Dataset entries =
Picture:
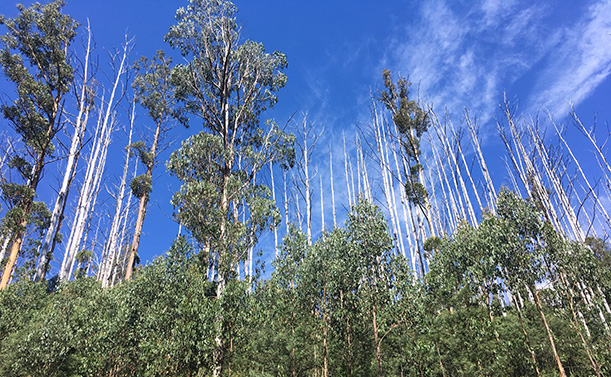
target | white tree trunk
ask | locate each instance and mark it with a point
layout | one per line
(113, 242)
(46, 250)
(94, 173)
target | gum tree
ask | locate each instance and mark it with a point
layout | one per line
(34, 58)
(226, 83)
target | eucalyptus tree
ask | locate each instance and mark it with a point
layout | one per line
(411, 122)
(34, 58)
(155, 93)
(226, 83)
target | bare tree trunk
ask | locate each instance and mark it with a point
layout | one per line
(346, 172)
(271, 175)
(384, 170)
(583, 176)
(113, 243)
(94, 172)
(308, 143)
(549, 332)
(473, 130)
(560, 193)
(286, 204)
(332, 187)
(322, 206)
(48, 245)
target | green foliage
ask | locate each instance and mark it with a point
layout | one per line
(141, 185)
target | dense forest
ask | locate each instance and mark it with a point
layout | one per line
(429, 269)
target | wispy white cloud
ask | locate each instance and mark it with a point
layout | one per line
(468, 56)
(579, 63)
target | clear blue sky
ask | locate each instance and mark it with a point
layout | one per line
(545, 54)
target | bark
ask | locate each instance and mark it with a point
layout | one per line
(350, 201)
(548, 331)
(113, 243)
(144, 199)
(491, 193)
(384, 170)
(332, 187)
(95, 169)
(377, 340)
(306, 146)
(271, 175)
(597, 201)
(48, 245)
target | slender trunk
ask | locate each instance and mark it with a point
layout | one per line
(377, 340)
(94, 172)
(271, 175)
(113, 244)
(548, 331)
(144, 199)
(491, 193)
(346, 172)
(526, 337)
(48, 245)
(322, 206)
(332, 189)
(384, 170)
(286, 204)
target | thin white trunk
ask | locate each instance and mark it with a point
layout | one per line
(468, 172)
(591, 191)
(286, 203)
(113, 243)
(346, 172)
(560, 193)
(94, 173)
(332, 187)
(271, 174)
(46, 250)
(384, 170)
(322, 205)
(491, 193)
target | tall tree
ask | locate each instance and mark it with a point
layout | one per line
(411, 122)
(34, 58)
(155, 93)
(227, 83)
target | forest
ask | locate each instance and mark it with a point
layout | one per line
(426, 267)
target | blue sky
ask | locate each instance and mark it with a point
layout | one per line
(458, 54)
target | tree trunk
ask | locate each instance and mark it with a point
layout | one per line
(48, 245)
(95, 169)
(548, 331)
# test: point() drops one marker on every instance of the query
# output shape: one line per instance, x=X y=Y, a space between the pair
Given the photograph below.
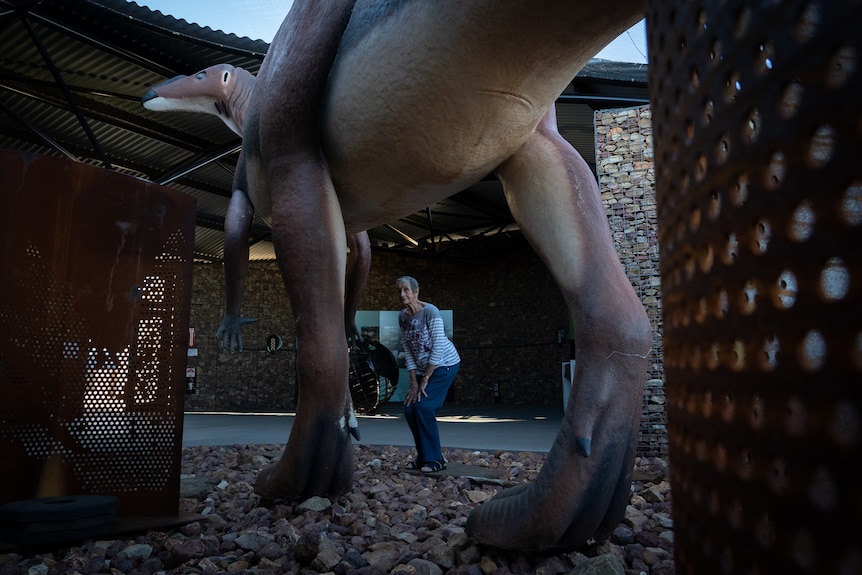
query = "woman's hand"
x=416 y=391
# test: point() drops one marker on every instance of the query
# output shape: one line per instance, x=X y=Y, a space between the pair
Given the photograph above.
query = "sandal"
x=433 y=467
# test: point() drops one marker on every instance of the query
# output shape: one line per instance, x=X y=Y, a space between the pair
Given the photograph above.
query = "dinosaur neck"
x=232 y=111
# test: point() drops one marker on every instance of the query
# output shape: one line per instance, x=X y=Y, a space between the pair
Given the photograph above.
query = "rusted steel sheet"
x=94 y=305
x=759 y=186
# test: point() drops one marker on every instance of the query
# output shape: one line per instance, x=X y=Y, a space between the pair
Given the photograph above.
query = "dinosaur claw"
x=583 y=444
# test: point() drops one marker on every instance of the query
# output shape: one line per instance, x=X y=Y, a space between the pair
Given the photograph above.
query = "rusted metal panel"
x=94 y=305
x=759 y=184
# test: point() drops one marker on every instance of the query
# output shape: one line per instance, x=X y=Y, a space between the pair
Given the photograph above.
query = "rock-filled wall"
x=506 y=306
x=624 y=162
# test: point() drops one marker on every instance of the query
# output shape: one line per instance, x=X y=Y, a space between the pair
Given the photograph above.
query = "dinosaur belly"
x=422 y=103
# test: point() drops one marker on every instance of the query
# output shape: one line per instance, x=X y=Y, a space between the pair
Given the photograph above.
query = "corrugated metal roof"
x=69 y=67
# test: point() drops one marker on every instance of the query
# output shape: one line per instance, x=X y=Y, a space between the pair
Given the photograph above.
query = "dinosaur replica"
x=364 y=111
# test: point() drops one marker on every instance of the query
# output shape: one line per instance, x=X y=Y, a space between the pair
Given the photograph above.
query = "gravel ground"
x=392 y=521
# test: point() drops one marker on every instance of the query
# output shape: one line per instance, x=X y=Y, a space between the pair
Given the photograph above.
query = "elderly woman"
x=433 y=363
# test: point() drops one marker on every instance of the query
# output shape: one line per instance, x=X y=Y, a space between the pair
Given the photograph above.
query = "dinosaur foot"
x=318 y=460
x=574 y=499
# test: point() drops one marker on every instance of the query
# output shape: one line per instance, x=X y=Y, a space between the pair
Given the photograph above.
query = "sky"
x=259 y=20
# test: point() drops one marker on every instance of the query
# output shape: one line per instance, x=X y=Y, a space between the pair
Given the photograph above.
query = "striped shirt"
x=424 y=339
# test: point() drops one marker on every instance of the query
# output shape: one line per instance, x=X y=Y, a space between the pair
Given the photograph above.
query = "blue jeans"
x=422 y=415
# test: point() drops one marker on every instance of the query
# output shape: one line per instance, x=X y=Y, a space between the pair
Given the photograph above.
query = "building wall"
x=506 y=306
x=624 y=162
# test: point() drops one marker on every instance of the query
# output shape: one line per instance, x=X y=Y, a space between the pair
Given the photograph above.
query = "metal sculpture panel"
x=95 y=306
x=758 y=131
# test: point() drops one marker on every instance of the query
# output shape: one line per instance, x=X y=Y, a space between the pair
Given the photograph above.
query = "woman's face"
x=407 y=295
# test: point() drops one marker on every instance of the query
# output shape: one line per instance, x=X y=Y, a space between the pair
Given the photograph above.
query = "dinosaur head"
x=221 y=90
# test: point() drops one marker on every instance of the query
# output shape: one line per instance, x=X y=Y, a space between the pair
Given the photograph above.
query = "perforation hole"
x=708 y=111
x=802 y=222
x=694 y=219
x=713 y=357
x=785 y=290
x=715 y=51
x=812 y=354
x=748 y=298
x=804 y=550
x=751 y=130
x=764 y=62
x=834 y=280
x=728 y=408
x=774 y=176
x=796 y=418
x=732 y=87
x=807 y=24
x=771 y=353
x=714 y=206
x=757 y=417
x=731 y=250
x=844 y=423
x=702 y=310
x=700 y=168
x=739 y=192
x=821 y=146
x=738 y=358
x=689 y=131
x=743 y=466
x=765 y=531
x=722 y=304
x=694 y=81
x=851 y=204
x=761 y=237
x=777 y=477
x=722 y=149
x=742 y=22
x=822 y=490
x=857 y=352
x=791 y=99
x=719 y=459
x=842 y=65
x=706 y=259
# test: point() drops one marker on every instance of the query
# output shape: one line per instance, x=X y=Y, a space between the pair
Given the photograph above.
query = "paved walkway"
x=508 y=428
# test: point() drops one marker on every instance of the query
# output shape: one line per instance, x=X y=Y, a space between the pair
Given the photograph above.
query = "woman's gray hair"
x=414 y=285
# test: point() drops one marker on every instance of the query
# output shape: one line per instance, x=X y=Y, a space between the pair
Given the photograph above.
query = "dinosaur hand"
x=230 y=331
x=353 y=333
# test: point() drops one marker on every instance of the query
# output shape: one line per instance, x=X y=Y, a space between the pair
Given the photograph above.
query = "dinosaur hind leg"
x=554 y=197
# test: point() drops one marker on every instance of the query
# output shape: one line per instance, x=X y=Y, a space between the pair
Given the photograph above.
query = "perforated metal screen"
x=758 y=134
x=94 y=306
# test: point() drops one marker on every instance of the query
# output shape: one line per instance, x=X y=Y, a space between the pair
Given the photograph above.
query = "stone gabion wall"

Problem requirements =
The records above should be reproduced exactly, with no pictures included.

Exercise response =
Picture:
target | white tree trunk
ask | locate each instance and mark it with a point
layout | one per line
(113, 242)
(46, 250)
(94, 173)
target | gum tree
ask | locate each instance and mark it with a point
layout | one per line
(34, 58)
(226, 83)
target | eucalyptus tree
ask | locate each instance and mark it with a point
layout | one per line
(411, 122)
(34, 58)
(155, 93)
(226, 83)
target | bare tree trunk
ask | locate each instance and mark it with a point
layout | one per line
(346, 172)
(271, 175)
(384, 170)
(583, 176)
(113, 243)
(94, 172)
(308, 143)
(549, 332)
(473, 130)
(560, 193)
(286, 204)
(332, 187)
(322, 206)
(48, 245)
target | green foliage
ask | locate each instance and mark it with a point
layout | one per line
(141, 185)
target | dense forest
ask | locate each instance and mark it with a point
layout | one per line
(429, 269)
target | wispy white cloud
ask | locate each instance and mark it with a point
layout | one per line
(468, 56)
(579, 63)
target | clear blue sky
ask | locate each instance and mark it with a point
layout | one per line
(545, 54)
target | bark
ask | locate each instance and mark it with a point
layout | one per line
(350, 201)
(548, 331)
(113, 243)
(144, 199)
(491, 193)
(384, 170)
(332, 187)
(95, 169)
(377, 340)
(306, 146)
(271, 175)
(597, 201)
(48, 245)
target | slender trunk
ask | locate each instance and mark it with a point
layout | one per line
(377, 340)
(94, 172)
(271, 175)
(113, 244)
(548, 331)
(144, 199)
(491, 193)
(346, 172)
(526, 337)
(48, 245)
(322, 206)
(332, 189)
(384, 170)
(286, 204)
target | thin white trunk
ask | locate each instance and mark it with a point
layout | one per line
(468, 172)
(591, 191)
(286, 203)
(113, 243)
(346, 172)
(560, 193)
(94, 173)
(332, 187)
(271, 174)
(46, 250)
(384, 170)
(322, 205)
(491, 193)
target | tall tree
ask | locate each instance and mark it with a point
layout | one per line
(411, 122)
(34, 58)
(155, 93)
(227, 83)
target | forest
ask | locate each instance and mark it with a point
layout | one per line
(426, 267)
target | blue sky
ask | locate each instance and mark it with a point
layout | one per line
(458, 54)
target | tree trunk
ask | locate each instance and mark it with a point
layout | one per line
(48, 245)
(95, 169)
(548, 331)
# test: point() drops one marker on every instance of the query
# output shape: one line per instance, x=X y=Y, a space between the pair
Given the photograph below.
query = "woman's hand"
x=416 y=391
# test: point() drops one marker on every instance of the query
# output shape: one line per instance, x=X y=Y, a space between the pair
Given the photograph above.
query = "sandal"
x=433 y=467
# test: point() drops one marker on every instance of the query
# output shape: one line per instance, x=X y=Y, a space between the pair
Given the photograph above.
query = "dinosaur neck"
x=232 y=111
# test: point() drops one marker on every instance of the query
# output shape: one line per instance, x=X y=Y, a space between the pair
Given the photograph above.
query = "rusted steel sheet"
x=94 y=305
x=759 y=186
# test: point() drops one marker on every instance of the query
# output shape: one line per instance, x=X y=Y, a space between the pair
Given the photograph above.
query = "dinosaur claw"
x=583 y=444
# test: point() drops one marker on every instance of the query
# output shape: one line per instance, x=X y=Y, a space between the pair
Given the photograph above.
query = "rusted metal panel"
x=94 y=305
x=759 y=184
# test: point() drops one marker on every instance of the query
# output shape: one line per instance, x=X y=Y, a space between the pair
Given the photograph above.
query = "rock-filled wall"
x=506 y=306
x=624 y=162
# test: point() drops one marker on every instance of the query
# output shape: one line per instance, x=X y=Y, a space between the pair
Given the photograph above.
query = "dinosaur belly"
x=422 y=103
# test: point() drops one marker on every instance of the query
# output shape: one line per instance, x=X y=Y, a space between the pair
Given the photograph above.
query = "corrugated metal roof"
x=69 y=67
# test: point() drops one marker on every instance of the query
# output shape: one line per instance, x=X y=Y, a space between the pair
Given the photograph above.
query = "dinosaur replica"
x=364 y=111
# test: point() drops one marker on every instance of the query
# output shape: one line per instance, x=X y=Y, a space between the pair
Given the photograph above.
query = "gravel ground"
x=392 y=521
# test: point() drops one marker on every instance of the query
# output shape: one line per instance, x=X y=Y, a space between the pair
Given the photograph above.
query = "elderly woman"
x=433 y=363
# test: point() drops one marker on every instance of the query
# output shape: one line per instance, x=X y=Y, a space between the pair
Given the photograph above.
query = "dinosaur foot"
x=318 y=460
x=574 y=499
# test: point() drops one marker on every instance of the query
# output shape: one line per instance, x=X y=Y, a space between the pair
Given the photograph above.
query = "sky"
x=259 y=20
# test: point() drops one marker on every instance of the query
# output shape: one line per instance, x=X y=Y, a space between the pair
Given the photograph above.
query = "striped shirt"
x=424 y=339
# test: point() drops one marker on every instance of the query
# output shape: one line per instance, x=X y=Y, a space between the pair
Given the photograph above.
query = "blue jeans"
x=422 y=415
# test: point() drops one marker on every instance of the query
# output shape: one line per instance, x=X y=Y, a space between the pair
Given the photograph above.
query = "building wall"
x=506 y=306
x=624 y=162
# test: point() drops one marker on every instance of the query
# output shape: one line per instance, x=X y=Y, a space between the pair
Given the photograph above.
query = "metal sculpture panel"
x=95 y=306
x=758 y=131
# test: point() drops one marker on every instance of the query
# output shape: one line per instance, x=X y=Y, a space between the pair
Given the photograph above.
query = "woman's face"
x=407 y=295
# test: point() drops one marker on every instance of the query
# output shape: one line per instance, x=X y=Y, a space between the pair
Given the photograph above.
query = "dinosaur head"
x=221 y=90
# test: point() drops one marker on every instance of the query
# output shape: one line per instance, x=X y=Y, a space between the pair
Given the photograph above.
query = "perforation hole"
x=708 y=111
x=802 y=222
x=694 y=219
x=713 y=357
x=785 y=290
x=715 y=51
x=812 y=354
x=748 y=298
x=804 y=550
x=751 y=130
x=764 y=62
x=834 y=280
x=728 y=408
x=774 y=176
x=796 y=418
x=732 y=87
x=807 y=24
x=771 y=353
x=714 y=206
x=757 y=417
x=731 y=250
x=844 y=423
x=702 y=310
x=700 y=168
x=739 y=192
x=821 y=146
x=738 y=358
x=689 y=131
x=743 y=466
x=765 y=531
x=722 y=304
x=694 y=81
x=851 y=204
x=761 y=237
x=777 y=477
x=722 y=149
x=742 y=22
x=822 y=490
x=857 y=352
x=791 y=99
x=719 y=459
x=842 y=65
x=706 y=259
# test: point() drops one marker on every instance of the query
# output shape: one line per instance, x=X y=Y, a space between the pair
Given the photograph above.
query = "paved walkway"
x=508 y=428
# test: point() drops one marker on every instance of the query
# output shape: one line per instance, x=X y=Y, a space between the pair
Given the photograph above.
query = "woman's gray hair"
x=414 y=285
# test: point() drops one marker on every instance of the query
# output shape: one line per instance, x=X y=Y, a space between the pair
Given the photograph above.
query = "dinosaur hand"
x=230 y=331
x=353 y=333
# test: point() drops one marker on every instance of the query
# output shape: one line per instance, x=X y=Y, a space between the pair
Given the photograph above.
query = "dinosaur hind leg"
x=554 y=197
# test: point() drops one marker on every instance of the query
# output shape: one line per instance, x=X y=Y, a space between the pair
Given the photograph above.
query = "perforated metal screen"
x=758 y=134
x=94 y=306
# test: point() drops one marker on every instance of the query
# output shape: one line per instance, x=X y=Y, a space between the pair
Given the photograph above.
query = "stone gabion wall"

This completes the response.